Please pick out each line in the entries below that contains the word "walkway" and copy those lines. Treat uppercase and lowercase as different.

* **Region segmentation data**
============

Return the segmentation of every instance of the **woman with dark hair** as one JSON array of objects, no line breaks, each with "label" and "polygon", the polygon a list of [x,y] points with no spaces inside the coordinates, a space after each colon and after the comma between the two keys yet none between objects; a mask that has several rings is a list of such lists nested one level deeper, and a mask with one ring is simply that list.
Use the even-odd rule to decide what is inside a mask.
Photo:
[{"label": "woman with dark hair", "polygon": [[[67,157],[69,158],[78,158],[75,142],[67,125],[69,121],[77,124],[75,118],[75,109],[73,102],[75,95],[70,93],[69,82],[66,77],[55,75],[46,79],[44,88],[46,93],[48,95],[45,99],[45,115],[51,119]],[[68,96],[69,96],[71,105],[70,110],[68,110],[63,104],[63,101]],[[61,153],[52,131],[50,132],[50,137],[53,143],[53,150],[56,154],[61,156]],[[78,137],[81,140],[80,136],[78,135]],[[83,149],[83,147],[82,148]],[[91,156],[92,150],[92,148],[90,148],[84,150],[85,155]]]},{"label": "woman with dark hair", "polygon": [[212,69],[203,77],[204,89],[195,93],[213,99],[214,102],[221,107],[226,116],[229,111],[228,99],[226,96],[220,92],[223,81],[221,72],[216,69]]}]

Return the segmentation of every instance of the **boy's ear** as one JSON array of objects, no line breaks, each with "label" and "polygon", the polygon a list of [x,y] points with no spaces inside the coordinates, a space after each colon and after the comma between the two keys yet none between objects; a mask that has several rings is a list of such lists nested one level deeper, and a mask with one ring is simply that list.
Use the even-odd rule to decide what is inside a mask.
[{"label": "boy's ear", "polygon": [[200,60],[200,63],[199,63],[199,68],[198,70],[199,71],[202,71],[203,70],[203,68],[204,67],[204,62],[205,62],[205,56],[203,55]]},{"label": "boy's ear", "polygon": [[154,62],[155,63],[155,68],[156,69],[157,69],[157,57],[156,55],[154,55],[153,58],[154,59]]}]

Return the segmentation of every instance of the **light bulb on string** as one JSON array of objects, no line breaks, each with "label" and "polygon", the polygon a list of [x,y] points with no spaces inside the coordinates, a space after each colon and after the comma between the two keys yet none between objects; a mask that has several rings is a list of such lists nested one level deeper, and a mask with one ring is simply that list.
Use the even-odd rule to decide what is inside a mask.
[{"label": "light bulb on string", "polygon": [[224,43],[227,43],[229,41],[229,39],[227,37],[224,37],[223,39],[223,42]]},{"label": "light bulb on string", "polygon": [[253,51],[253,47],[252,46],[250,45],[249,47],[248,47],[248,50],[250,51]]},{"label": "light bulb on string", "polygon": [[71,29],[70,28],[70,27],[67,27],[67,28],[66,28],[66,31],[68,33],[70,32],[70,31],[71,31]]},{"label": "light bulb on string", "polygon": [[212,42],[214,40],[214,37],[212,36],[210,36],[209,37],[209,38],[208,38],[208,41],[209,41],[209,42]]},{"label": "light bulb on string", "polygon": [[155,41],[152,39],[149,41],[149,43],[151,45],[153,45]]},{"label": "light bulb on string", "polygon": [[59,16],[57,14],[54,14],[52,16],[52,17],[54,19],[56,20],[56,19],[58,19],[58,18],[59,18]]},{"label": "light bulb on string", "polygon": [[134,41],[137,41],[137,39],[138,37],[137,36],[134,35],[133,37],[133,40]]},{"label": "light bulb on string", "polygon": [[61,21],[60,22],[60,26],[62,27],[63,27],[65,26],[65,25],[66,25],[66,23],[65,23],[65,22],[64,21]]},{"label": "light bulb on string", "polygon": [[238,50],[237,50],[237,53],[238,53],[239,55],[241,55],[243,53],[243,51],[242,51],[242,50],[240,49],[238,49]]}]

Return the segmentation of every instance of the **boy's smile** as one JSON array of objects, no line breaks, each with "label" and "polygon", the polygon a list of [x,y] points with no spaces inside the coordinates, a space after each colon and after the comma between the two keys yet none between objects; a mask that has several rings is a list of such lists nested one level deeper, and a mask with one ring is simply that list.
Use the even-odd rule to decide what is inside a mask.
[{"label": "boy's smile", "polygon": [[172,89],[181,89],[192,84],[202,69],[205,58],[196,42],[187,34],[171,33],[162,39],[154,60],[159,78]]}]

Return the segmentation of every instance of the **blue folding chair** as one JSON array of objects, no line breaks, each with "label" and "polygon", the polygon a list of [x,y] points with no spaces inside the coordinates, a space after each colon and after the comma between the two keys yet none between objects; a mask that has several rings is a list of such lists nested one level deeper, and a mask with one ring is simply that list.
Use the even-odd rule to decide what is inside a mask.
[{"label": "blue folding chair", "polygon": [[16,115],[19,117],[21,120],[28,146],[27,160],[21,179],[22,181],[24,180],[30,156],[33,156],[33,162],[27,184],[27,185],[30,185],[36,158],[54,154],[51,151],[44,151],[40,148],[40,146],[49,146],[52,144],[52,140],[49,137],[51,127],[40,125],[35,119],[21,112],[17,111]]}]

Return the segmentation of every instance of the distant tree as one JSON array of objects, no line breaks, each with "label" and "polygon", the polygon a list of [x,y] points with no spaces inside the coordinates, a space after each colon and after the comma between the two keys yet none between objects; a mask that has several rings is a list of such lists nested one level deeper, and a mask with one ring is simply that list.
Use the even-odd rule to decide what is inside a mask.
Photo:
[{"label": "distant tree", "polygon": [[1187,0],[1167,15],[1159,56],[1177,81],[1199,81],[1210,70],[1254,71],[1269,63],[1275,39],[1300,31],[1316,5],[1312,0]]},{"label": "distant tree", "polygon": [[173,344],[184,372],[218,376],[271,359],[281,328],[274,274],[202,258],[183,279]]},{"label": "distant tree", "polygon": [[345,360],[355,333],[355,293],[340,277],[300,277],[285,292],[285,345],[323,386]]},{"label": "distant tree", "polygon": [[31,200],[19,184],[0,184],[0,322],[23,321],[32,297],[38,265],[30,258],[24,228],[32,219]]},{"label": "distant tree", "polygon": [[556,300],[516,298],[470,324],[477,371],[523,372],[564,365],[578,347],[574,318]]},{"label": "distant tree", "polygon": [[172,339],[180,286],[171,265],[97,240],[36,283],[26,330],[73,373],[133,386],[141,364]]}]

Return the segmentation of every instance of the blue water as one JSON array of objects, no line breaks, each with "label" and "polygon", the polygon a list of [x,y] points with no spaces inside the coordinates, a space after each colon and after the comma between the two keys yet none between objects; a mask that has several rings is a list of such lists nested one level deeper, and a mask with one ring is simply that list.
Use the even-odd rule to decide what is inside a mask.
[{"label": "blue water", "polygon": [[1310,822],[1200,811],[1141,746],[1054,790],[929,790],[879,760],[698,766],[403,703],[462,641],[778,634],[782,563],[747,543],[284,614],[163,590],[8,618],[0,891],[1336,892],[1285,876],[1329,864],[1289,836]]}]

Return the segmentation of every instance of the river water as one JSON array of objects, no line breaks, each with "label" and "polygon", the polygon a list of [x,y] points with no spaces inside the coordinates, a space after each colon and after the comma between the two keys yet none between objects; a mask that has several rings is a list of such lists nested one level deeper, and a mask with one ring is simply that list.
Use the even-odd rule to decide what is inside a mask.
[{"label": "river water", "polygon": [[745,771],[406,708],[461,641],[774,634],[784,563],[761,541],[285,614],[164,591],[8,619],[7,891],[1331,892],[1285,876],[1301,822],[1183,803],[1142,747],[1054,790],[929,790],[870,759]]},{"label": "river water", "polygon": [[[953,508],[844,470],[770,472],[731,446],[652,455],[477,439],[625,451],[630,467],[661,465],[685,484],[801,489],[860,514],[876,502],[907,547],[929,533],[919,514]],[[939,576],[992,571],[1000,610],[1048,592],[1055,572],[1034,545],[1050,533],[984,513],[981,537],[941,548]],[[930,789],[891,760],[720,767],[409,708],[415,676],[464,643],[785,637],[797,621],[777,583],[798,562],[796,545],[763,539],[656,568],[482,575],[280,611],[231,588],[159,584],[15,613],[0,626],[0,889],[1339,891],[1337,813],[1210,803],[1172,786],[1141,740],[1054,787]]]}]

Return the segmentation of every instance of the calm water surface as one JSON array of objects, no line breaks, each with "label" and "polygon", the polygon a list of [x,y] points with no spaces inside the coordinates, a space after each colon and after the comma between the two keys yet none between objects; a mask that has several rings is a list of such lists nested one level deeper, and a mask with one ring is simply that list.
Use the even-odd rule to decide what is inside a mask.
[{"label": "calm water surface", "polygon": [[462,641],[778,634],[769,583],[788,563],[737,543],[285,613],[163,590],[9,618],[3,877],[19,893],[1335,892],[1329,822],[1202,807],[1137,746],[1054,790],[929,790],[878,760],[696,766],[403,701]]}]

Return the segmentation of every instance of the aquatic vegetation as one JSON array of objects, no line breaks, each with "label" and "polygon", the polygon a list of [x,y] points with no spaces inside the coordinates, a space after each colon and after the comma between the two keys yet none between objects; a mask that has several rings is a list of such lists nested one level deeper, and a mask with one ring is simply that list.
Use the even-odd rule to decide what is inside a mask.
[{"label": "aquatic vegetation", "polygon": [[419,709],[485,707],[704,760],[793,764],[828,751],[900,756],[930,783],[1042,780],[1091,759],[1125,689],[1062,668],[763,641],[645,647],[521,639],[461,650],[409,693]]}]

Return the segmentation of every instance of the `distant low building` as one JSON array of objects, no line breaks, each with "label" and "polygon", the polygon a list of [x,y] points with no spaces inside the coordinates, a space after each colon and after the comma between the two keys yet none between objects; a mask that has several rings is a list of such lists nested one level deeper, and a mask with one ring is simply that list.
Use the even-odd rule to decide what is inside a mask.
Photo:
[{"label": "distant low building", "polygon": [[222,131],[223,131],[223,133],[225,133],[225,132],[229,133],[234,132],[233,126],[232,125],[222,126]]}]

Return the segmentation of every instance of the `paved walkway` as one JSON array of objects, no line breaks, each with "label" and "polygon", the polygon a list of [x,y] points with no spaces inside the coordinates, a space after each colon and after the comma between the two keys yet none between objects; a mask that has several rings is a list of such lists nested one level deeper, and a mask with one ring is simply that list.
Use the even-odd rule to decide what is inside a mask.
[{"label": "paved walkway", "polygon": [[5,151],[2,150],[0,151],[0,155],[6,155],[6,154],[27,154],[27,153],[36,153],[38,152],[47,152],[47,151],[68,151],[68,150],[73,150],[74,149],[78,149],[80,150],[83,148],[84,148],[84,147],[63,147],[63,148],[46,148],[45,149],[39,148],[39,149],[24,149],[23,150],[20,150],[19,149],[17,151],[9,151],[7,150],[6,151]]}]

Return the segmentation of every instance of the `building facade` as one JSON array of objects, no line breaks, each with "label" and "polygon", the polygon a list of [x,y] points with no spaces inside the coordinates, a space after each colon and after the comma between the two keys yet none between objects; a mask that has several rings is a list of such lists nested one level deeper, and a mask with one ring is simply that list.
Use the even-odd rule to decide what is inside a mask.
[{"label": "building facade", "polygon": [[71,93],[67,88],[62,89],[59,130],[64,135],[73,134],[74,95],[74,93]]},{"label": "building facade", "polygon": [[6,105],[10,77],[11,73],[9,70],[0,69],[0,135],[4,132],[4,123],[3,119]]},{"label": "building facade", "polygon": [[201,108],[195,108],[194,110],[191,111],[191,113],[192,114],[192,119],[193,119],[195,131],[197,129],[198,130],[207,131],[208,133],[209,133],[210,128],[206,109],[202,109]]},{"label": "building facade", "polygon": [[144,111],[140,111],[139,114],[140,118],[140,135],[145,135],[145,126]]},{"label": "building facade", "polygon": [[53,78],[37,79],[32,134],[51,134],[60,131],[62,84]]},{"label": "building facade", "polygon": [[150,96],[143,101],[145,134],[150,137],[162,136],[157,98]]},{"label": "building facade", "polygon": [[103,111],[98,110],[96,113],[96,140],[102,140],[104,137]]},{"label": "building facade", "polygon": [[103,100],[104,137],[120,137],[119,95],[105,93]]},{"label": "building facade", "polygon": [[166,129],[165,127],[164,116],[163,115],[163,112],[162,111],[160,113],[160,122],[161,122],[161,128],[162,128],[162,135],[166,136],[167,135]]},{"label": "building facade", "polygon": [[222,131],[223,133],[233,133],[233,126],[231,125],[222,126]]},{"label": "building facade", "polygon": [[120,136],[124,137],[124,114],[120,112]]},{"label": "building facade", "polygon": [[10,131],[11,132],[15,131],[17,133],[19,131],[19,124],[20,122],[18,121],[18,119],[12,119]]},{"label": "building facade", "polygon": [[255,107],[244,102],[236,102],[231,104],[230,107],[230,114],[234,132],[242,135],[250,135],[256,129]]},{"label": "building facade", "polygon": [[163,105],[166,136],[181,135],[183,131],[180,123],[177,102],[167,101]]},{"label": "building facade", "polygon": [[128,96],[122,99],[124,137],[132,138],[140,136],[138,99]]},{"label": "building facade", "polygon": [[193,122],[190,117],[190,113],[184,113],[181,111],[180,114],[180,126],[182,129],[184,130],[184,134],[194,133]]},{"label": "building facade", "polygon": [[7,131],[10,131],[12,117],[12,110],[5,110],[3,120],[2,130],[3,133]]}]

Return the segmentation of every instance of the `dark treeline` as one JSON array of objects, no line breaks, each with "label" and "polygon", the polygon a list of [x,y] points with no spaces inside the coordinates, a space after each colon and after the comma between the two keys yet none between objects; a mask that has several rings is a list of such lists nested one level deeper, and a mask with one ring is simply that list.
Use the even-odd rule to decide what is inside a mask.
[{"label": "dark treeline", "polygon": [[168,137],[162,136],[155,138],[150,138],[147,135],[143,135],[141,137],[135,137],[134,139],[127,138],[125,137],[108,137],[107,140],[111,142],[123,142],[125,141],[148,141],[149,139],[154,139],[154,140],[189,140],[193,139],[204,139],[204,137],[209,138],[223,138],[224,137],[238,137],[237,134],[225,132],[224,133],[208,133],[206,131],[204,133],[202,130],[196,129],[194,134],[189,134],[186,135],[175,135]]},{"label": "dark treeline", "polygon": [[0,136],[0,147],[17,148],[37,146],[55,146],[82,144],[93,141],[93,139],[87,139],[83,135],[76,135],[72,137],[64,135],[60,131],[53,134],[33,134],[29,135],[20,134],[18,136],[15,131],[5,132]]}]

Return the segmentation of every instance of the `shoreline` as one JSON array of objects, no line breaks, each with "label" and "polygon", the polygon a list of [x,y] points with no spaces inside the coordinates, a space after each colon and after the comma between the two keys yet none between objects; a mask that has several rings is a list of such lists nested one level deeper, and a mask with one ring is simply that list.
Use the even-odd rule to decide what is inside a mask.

============

* **Solution**
Return the segmentation of every instance of the `paved walkway` as one JSON array of objects, no line breaks, each with "label" and "polygon", the polygon a list of [x,y] points with no spaces inside the coordinates, a space after each colon and after the comma between the two keys yet none between objects; a mask that has several rings is a list of such lists nested one level deeper, and a mask with one ring is simply that list.
[{"label": "paved walkway", "polygon": [[5,151],[2,150],[0,151],[0,155],[6,155],[6,154],[27,154],[27,153],[36,153],[38,152],[47,152],[47,151],[68,151],[68,150],[73,150],[74,149],[78,149],[80,150],[83,148],[84,148],[84,147],[63,147],[63,148],[46,148],[45,149],[39,148],[39,149],[24,149],[23,150],[20,150],[19,149],[17,151],[9,151],[7,150],[6,151]]}]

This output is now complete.